* GIVEN EXERCISE *
Give back exactly the lines running from the line with "Practice. Spot the rattan" to the end of the entries, and only those lines.

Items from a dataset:
==*==
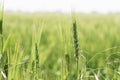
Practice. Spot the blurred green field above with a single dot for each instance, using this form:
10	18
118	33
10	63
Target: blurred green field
51	35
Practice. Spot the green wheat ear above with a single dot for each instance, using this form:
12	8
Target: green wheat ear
1	17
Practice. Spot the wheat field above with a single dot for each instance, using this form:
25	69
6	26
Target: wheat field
46	46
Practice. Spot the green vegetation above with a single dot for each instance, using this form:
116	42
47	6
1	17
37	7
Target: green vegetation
47	46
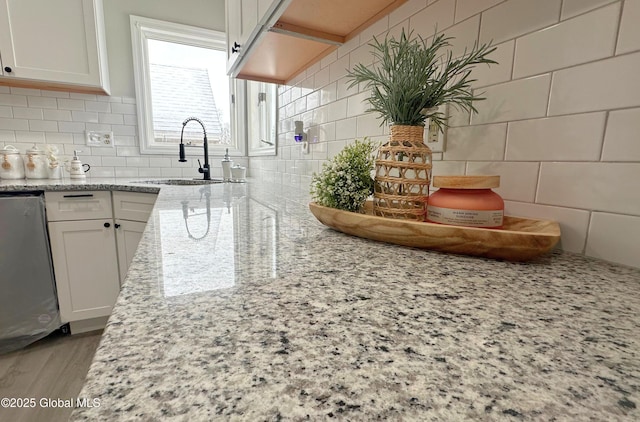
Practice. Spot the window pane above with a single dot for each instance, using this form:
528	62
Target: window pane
188	81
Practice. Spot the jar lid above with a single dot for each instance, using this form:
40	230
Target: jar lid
10	149
466	182
35	150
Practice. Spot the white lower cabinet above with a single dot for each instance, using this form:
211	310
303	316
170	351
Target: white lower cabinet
92	249
86	267
128	235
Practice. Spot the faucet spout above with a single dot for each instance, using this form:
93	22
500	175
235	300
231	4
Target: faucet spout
206	169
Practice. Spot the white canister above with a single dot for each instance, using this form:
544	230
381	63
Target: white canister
238	173
11	164
36	164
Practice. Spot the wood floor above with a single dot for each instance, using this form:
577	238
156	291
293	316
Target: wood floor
52	368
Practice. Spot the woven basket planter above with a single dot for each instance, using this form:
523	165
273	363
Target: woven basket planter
403	173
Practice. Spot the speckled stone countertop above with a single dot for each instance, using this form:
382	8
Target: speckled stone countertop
251	310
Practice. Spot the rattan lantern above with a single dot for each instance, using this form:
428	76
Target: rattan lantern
409	79
403	174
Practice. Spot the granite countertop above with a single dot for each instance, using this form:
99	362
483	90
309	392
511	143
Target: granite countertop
249	309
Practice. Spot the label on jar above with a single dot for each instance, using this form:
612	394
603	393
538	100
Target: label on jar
469	218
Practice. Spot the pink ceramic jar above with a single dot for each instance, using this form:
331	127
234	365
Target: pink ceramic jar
466	201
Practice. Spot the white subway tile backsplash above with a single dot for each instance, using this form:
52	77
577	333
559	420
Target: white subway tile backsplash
572	8
7	137
476	143
114	119
463	36
375	30
556	47
58	115
13	100
338	69
614	238
357	104
43	126
515	100
566	138
629	37
129	119
13	124
467	8
610	187
405	11
81	96
346	128
495	73
71	127
436	16
27	113
602	85
84	116
517	180
514	18
102	172
573	223
343	89
622	138
54	94
368	125
338	109
58	138
6	111
97	126
448	168
114	161
29	138
123	108
138	161
70	104
101	107
322	78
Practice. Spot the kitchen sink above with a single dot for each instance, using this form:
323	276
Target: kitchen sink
==*==
* RESULT OF THE EXERCISE *
Practice. Spot the rattan lantern above with a single dot for each instance, using this form:
428	76
Target: rattan lantern
409	79
403	174
Practice. Spot the granite countertop above with a single dot for each instance, using this form:
99	362
483	90
309	392
511	143
Target: granite countertop
249	309
Practice. Spot the label on jar above with a single dot for each instance, using this form:
612	394
603	393
538	100
Target: label on jar
469	218
Practice. Spot the pink ceramic jar above with a single dot for each instance, using this form:
331	127
234	365
Target: pink ceramic jar
466	201
Practice. Spot the white subway tile backsplash above with a single dot for each instance, using this form:
52	77
577	333
559	420
Target: white subway tile backsplash
572	8
7	137
476	143
114	119
463	36
375	30
556	47
58	115
13	100
338	69
614	238
357	104
43	126
515	100
566	138
629	37
129	119
13	124
467	8
610	187
405	11
81	96
346	128
495	73
71	127
436	16
27	113
602	85
84	116
517	180
514	18
102	172
573	223
343	89
622	138
54	94
368	125
338	109
58	138
6	111
97	126
448	168
114	161
29	138
123	108
138	161
70	104
101	107
322	78
Practice. Spot the kitchen sink above with a single dot for each instance, using this form:
323	276
Target: kitchen sink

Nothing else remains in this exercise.